Restate all the data word for word, leaving nothing out.

WORKING DATA —
--*--

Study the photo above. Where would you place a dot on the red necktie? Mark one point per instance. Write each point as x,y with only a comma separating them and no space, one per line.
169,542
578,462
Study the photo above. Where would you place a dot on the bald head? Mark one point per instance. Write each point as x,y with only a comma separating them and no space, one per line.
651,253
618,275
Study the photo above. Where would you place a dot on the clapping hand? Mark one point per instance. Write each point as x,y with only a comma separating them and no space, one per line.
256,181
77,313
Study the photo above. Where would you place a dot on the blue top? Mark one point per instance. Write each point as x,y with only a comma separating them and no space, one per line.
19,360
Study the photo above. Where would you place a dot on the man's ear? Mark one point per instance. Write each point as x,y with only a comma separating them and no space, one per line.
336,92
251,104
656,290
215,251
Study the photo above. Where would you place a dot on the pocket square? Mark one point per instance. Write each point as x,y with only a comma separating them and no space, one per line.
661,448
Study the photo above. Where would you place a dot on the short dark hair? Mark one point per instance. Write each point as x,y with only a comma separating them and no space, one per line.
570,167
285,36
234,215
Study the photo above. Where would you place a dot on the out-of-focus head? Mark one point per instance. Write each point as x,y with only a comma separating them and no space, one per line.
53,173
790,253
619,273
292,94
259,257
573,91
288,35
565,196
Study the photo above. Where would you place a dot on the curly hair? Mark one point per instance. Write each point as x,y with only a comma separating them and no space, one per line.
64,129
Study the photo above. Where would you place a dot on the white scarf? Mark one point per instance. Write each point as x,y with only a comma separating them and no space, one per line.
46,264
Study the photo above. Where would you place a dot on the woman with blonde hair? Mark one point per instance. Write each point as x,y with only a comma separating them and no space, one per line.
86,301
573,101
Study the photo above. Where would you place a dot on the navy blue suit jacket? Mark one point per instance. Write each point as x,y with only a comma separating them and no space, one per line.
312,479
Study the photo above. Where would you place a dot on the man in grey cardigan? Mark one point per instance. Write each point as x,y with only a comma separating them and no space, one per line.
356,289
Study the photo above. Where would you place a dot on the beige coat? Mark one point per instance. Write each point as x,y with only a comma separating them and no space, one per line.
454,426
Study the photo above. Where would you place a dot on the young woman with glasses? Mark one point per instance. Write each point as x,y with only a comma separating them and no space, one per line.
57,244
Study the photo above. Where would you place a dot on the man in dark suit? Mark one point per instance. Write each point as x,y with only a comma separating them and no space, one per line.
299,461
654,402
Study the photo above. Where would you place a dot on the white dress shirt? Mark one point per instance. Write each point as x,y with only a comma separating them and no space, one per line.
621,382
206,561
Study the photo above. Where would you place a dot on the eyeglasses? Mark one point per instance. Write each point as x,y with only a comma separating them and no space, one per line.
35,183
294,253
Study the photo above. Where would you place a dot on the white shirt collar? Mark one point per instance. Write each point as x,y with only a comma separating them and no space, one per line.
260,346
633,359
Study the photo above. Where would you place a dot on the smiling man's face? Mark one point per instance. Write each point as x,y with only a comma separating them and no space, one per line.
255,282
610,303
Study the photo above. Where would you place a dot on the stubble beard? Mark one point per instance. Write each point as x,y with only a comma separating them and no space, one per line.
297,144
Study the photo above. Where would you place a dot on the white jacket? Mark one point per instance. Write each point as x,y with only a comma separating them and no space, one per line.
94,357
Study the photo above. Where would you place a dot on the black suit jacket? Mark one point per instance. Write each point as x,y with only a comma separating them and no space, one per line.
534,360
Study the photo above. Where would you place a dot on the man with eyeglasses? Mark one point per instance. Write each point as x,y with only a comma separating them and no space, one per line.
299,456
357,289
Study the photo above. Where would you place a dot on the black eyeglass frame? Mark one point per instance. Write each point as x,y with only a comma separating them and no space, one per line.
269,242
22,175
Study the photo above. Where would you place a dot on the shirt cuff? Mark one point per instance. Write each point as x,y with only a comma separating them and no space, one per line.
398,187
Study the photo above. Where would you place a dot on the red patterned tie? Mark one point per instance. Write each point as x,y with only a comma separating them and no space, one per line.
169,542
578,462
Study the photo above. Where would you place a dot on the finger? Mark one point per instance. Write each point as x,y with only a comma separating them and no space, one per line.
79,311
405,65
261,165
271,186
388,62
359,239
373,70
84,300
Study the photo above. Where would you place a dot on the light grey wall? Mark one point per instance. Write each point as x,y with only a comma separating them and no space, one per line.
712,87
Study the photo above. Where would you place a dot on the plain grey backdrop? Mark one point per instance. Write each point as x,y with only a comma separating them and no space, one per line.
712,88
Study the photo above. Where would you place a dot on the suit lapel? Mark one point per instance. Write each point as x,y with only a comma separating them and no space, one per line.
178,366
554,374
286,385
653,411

--*--

EXERCISE RESULT —
Study the photo above. Where would you place a dot on the red necktie? Mark one point per instance. Write each point as x,y with only a comma separating them and no space, one per line.
169,542
578,462
Study the photo above. Where would you place a dot on the bald head? Mark one point per instance. Write each point as x,y with only a comma separating them and no space, one per line.
651,253
618,275
Study the photo above. Where would you place a dot on the clapping hand? Mark one point per instance. Write each point as x,y with only a comma separating them and no space, one per line.
256,181
77,313
Study the photo above. Where would you place a dot on the blue top? Mark one point per instance. Write each point as x,y with only a comma separating them and no space, one per line.
19,360
Study the photo above. Where would you place a dot on the man's ear? Mark one point per instance. Write each point as x,y with only a comma separating them and no space, one per line.
336,92
251,104
656,290
215,251
Study the photo above. Where would you place a dot on the pocket square? Mark one point per instance. Write each point as x,y with only a comma separating them and no space, one per line.
661,448
Study the photo above. Where would you place a dot on the short dark hair? Mark one point per instance. Write each point as x,y with only a comma separating them and no space, one per line.
570,167
285,36
234,215
Study the photo above. Where would you place a dot on the out-of-focus head? Mark one point per instance. Write each point as x,y with only a comma separating them and no space, one per line.
53,173
790,253
619,273
292,94
259,257
573,91
288,35
565,196
Study the photo above. Where would you place a dot on the curly hair? Mark one point per instance. Write each point as x,y with only a comma separating them and no space, one per line.
64,129
Study the photo above. Where would you place a dot on the white scarf? Mark one point per instance. Write each point as x,y with only a comma separating them and no space, one per line.
46,264
Study the photo above. Where would you place a dot on the woman with blonde hair? Mark one point per instance. Write each point as x,y with only a comma separating them and no space, one per line.
86,301
573,101
Study the photo above. Where would you place a dot on the navy blue suit jacket? Mark one point per instance. Write each point as x,y with only a comma separating them and no space, one per line.
312,479
Study the photo above. Where would you place a dot on the man in grey cardigan? Mark one point per instance. Write each point as x,y with only a comma separating them and no space, one per line.
356,289
Study the photo above. Where would you place a dot on the beige coat? Mark one point per instance. Write each point as x,y with only a comma separating them and no space, one per line.
454,426
Study the photo above. Where would you place a dot on the young woman with glasses? Mark one point per instance. Write each point as x,y with only a comma separating them and no space, one per line.
57,244
Study the photo above. Where would you place a dot on the man in dark suit? Mark one point per instance. Write each point as x,y with only a comma separating them and no space, one per line.
299,461
654,402
Study the photo above. Where would you place a dot on the white dress shirt? Mark one point per instance. Write each point as x,y with only a comma separating them and no space, one per line.
621,382
206,561
Study the photo above. Where would you place a dot on the eyeglasses? Mark one point per instance. Write each point as x,y with only a comma separating them and no space, one per line.
35,183
294,253
Study the photo above. Where would you place a dot on the white shirt collar? Mark one point per instance. Write each point as x,y with only a comma separating them and no space, one per line.
260,346
633,359
Study the photo above. Where would you place a dot on the smiling man's face? Mark one point per instance. Write each point as x,y with only a comma separating them and no space, one per line.
255,282
610,303
Study the photo above. Where would you place a dot on the stubble beard? Mark one point per instance. Write each point as x,y with only a comma separating them and no space, one per line.
297,144
Study the photo above. Where would you place a dot on the white jacket? Mark one point per instance. Write each point as x,y with only a comma separating them and no space, one per line.
94,357
Study the photo above. Where would you place a dot on the black suit jacket? Mark one point per instance. Write each point as x,y with only a comma separating them and no space, one per line.
534,360
Study the photo above. Where would you place a dot on the man with eyeglasses? Mark one point per instance. Write each point as x,y with only a comma separating them and no space, one per line.
299,456
357,289
Study the photo above. Where would you place a dot on the black eyeglass frame? Mark one point per instance. Write each point as x,y with only a comma separating them and no space, one per line.
269,242
22,175
Study the photo above. Where would you place a dot on the shirt cuff? Mark one point per instance. Write each point as x,y with only a comma separating them and no space, one per line.
398,187
Study the photo above. Where would you place a dot on the red patterned tie? Mark one point per instance. Write each point as x,y with only a comma separating them and no space, one per line.
169,542
578,462
Study the photo above. Where would you place a dot on the finger? Mark one point per instance. Write each point as x,y with only a comma separating them and no space, one per line.
79,311
405,65
261,165
271,186
388,62
359,239
373,70
84,300
Study the photo above. Where would you place a dot on the light grey wall? Mark one point per instance. Write each point as x,y with only a comma separating them and no space, one per line.
712,87
Study the photo above. Where would you place a dot on the plain grey backdrop? Mark one point per instance. Write each point as x,y with only a comma separating them and no space, one per line.
712,88
Study the photo above. Where would you place a dot on the suit lapel? Mark one point per instance. Write each point as x,y with only a comma separating them and no space, one per line.
178,366
554,374
286,385
653,411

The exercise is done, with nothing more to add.